--- SOURCE EXCERPT ---
========================

The CA (Mummery, Sedley and Lloyd LJJ) started by acknowledging that the case presented factual an legal questions that were regarded as very difficult even by specialist lawyers and economists. Consequently, it noted, when negotiations break down between parties about access to an essential facility, the problems might be more satisfactorily resolved "by arbitration or by a specialist body with appropriate expertise and flexible powers".

Excessive pricing

The CA started its analysis with the leading case at Community level, United Brands, which, it cautioned, should not be read too literally, but should be read and applied with care. The CA derived four principles from this case (paragraphs 114-119):

The case raises two different questions namely: 

  • whether the difference between costs actually incurred and the price actually charged is excessive; and 
  • if the answer to (a) is yes, has a price been imposed which is either unfair in itself or when compared with competing products

The central concept in excessive and unfair pricing cases is not the cost of producing the product or the profits made by selling it, but rather the economic value of the product supplied. A price would only be excessive if it bore no reasonable relation to this economic value.

========================

--- SUPPLIED INFORMATION ---
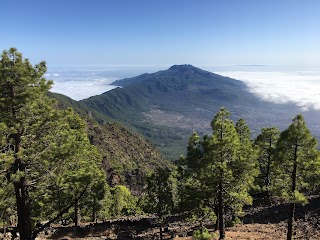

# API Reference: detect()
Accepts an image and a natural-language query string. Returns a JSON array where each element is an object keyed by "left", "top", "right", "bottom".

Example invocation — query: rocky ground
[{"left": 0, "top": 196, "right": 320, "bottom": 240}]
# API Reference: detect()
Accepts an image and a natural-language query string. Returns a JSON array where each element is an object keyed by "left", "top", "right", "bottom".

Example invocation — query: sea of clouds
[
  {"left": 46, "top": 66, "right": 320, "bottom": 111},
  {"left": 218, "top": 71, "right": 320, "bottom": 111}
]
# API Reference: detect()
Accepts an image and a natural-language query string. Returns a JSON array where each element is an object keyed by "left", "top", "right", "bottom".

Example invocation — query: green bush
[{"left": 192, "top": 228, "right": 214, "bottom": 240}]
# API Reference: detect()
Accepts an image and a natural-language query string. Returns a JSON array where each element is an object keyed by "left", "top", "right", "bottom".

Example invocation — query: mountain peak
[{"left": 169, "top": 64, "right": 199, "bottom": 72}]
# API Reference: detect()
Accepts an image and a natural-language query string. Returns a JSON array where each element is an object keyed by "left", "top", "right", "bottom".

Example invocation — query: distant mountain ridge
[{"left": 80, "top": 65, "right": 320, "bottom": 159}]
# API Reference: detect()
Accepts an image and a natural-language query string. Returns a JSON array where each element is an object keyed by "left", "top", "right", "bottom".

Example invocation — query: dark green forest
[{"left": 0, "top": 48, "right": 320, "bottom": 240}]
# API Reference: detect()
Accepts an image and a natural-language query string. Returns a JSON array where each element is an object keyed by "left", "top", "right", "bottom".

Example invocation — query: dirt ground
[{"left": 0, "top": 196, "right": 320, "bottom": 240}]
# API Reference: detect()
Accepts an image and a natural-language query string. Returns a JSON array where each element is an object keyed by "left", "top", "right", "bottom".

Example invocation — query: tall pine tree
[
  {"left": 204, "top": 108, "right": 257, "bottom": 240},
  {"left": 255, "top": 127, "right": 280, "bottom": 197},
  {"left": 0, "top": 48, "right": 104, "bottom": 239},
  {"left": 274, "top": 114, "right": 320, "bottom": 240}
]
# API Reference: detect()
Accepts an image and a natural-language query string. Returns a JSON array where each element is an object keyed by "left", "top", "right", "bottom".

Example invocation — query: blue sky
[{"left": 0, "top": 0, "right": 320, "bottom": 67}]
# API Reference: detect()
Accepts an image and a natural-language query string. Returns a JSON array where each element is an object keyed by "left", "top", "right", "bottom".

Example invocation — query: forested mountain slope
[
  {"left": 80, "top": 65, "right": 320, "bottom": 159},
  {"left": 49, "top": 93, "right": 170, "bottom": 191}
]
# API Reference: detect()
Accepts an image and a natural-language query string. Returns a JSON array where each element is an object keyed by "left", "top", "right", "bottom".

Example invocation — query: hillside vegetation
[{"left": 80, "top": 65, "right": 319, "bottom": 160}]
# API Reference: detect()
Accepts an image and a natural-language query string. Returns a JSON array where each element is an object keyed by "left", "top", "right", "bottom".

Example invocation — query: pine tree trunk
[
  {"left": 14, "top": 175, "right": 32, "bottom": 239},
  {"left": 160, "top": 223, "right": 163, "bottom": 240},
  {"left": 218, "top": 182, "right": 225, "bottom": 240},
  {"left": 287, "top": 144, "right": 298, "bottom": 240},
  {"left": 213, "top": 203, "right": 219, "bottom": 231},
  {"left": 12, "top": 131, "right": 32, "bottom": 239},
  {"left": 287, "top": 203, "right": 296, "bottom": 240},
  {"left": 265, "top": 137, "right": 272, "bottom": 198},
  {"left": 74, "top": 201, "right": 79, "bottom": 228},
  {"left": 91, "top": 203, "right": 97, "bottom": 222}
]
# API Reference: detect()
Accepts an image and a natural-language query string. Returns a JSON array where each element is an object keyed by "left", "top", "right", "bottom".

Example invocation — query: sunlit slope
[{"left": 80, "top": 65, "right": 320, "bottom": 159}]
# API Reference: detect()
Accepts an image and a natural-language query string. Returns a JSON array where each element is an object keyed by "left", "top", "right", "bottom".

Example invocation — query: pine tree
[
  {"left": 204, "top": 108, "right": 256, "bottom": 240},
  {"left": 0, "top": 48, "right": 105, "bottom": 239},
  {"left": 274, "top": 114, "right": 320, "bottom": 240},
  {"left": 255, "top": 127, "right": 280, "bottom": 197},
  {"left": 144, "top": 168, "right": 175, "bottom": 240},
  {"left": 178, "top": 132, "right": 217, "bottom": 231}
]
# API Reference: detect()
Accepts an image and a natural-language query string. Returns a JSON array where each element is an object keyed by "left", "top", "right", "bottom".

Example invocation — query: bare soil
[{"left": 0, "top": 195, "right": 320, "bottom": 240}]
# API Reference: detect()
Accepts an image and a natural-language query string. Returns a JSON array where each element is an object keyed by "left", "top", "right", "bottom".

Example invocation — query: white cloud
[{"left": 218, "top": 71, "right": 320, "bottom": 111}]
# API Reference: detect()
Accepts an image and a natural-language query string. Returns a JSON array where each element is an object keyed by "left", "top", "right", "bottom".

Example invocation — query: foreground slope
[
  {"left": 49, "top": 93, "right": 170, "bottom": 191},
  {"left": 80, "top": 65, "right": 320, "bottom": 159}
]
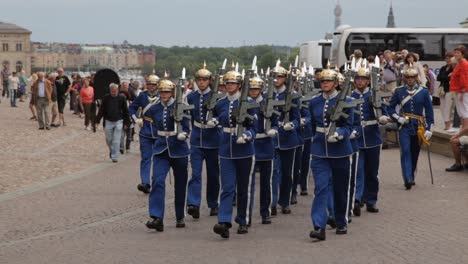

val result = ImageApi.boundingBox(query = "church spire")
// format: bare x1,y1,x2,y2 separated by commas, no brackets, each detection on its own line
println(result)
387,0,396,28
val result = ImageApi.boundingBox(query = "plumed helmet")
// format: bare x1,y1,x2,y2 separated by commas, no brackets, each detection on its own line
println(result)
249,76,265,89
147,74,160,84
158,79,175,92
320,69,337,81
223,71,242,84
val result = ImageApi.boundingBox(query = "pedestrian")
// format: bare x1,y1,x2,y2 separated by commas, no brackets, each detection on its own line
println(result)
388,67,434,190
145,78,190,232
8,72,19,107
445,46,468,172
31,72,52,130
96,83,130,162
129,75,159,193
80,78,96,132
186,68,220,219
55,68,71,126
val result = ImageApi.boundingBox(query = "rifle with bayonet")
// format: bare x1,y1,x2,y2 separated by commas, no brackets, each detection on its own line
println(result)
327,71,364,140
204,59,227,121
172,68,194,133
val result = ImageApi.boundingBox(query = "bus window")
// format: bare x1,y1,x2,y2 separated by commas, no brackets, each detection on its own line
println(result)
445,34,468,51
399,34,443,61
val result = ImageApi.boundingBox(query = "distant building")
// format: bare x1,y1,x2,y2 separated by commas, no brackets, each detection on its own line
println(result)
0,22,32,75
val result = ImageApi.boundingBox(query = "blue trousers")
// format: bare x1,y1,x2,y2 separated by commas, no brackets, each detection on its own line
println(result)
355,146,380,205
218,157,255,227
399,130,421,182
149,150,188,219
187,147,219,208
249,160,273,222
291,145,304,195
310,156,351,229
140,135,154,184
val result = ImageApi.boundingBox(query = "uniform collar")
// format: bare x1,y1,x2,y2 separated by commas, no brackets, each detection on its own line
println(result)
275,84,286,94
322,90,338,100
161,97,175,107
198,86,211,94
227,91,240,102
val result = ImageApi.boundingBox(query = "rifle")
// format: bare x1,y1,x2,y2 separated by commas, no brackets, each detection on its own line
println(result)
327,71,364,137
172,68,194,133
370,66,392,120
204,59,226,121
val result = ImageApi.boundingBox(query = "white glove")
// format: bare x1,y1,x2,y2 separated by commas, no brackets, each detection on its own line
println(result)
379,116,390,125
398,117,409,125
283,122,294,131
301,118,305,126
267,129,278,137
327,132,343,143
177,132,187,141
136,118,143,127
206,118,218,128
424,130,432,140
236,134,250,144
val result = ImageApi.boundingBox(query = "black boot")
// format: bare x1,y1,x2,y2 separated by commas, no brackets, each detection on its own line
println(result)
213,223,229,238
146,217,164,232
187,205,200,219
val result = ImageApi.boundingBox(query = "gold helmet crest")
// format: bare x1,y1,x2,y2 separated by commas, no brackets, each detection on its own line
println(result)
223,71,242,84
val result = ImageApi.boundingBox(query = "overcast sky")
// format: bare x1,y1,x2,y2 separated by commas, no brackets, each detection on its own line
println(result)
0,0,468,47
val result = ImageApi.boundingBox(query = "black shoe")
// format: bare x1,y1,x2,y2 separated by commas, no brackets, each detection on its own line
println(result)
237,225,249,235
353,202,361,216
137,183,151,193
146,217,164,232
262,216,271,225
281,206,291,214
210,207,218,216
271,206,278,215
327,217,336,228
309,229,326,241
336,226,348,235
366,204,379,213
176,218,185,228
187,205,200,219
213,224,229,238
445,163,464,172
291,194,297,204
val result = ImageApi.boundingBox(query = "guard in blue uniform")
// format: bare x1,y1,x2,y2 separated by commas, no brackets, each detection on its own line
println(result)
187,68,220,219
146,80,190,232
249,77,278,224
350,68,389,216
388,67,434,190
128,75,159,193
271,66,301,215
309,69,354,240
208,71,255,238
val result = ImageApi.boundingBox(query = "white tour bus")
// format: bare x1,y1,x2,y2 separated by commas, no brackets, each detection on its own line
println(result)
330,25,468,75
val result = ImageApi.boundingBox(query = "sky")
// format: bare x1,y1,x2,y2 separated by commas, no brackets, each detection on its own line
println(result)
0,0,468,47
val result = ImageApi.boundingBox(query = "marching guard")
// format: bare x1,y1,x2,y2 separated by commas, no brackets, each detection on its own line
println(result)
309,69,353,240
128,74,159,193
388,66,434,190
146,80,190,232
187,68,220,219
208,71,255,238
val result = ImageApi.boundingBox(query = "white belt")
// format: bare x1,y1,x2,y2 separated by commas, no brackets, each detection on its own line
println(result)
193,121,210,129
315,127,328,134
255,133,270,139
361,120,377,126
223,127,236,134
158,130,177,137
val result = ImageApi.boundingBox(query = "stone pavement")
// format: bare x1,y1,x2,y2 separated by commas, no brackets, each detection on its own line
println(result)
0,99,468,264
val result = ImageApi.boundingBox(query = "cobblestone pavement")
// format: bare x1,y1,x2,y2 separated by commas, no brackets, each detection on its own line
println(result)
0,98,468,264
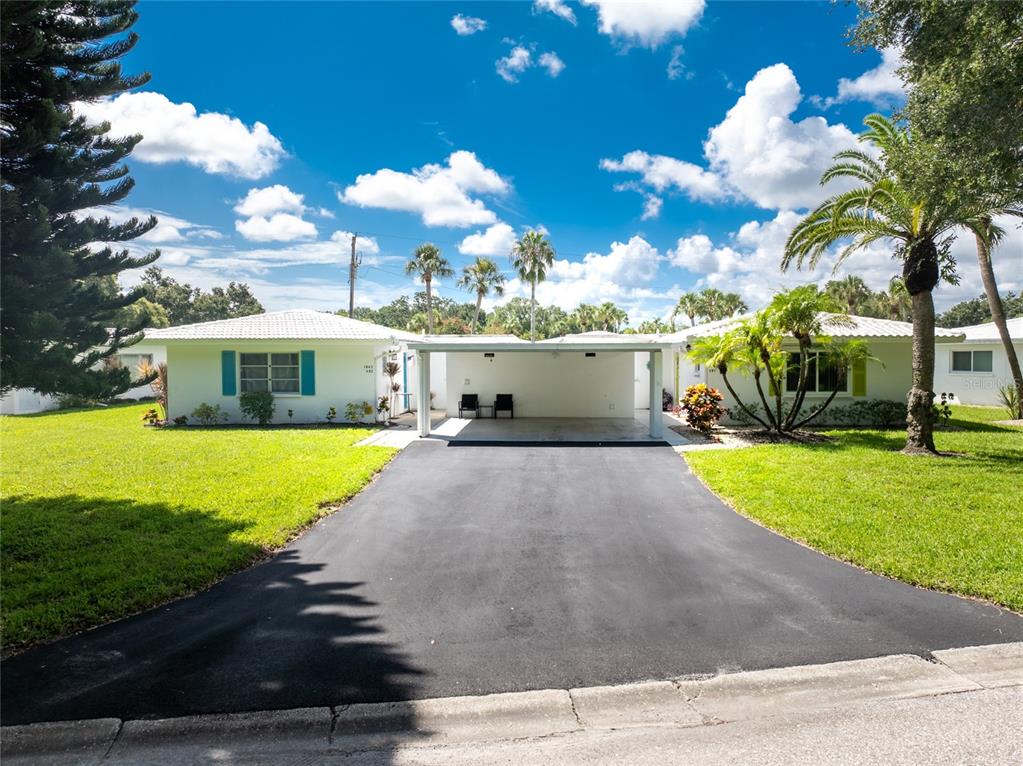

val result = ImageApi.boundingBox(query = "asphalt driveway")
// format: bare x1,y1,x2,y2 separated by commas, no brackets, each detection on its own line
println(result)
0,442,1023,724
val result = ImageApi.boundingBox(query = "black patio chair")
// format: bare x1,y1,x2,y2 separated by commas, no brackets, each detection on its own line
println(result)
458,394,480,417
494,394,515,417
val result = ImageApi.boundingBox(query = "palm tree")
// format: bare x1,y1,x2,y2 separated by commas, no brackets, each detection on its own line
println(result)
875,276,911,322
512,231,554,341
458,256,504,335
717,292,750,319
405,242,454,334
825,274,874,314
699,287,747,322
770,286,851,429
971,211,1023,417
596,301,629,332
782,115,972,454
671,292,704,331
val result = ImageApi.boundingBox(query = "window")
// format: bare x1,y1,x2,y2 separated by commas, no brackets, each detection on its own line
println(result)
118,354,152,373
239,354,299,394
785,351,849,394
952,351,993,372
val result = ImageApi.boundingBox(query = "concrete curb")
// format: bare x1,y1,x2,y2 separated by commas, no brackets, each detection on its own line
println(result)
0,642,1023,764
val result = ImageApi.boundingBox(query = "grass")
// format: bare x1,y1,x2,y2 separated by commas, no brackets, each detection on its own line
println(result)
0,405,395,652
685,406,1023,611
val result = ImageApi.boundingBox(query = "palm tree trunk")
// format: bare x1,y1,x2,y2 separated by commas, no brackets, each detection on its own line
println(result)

========================

--- REQUIREMENTS ---
a: List the judges of the CA named in the excerpt on excessive pricing.
b: Please write the next part of the excerpt on excessive pricing, picking up after its final sentence.
The data shown above has no role in any of this.

--- ANSWERS IN ORDER ---
a: Mummery, Sedley, Lloyd

b:
The ECJ did not rule that economic value should always be calculated on the basis of cost+; it merely gave this measure as one example of the basis for assessing excessiveness.

The law on abuse of dominance is about distortion of competition and safeguarding the interests of consumers, and not a prohibition on making "excess profits" by selling at a price higher than cost+.

As regards which costs should be taken into account, BHB argued that pre-race data was not a "standalone product", but a secondary product of British racing generally; it was therefore justified to attribute to the costs of pre-race data some of the costs of ensuring the quality and integrity – and hence value – of British racing, rather than simply the costs of maintaining the database. The CA accepted this submission and held that it would be "too restrictive" to take account only of direct costs of the database (paragraphs 174 and 181); this clearly leaves scope for some allocation of fixed and common costs.

In distinguishing the two limbs of the test in United Brands, the CA accepts that a price might be "excessive" without being "unfair" (and therefore abusive). The necessary element of "unfairness" would only be present if the excessive price had the result of restricting or distorting competition, which it did not do in this case.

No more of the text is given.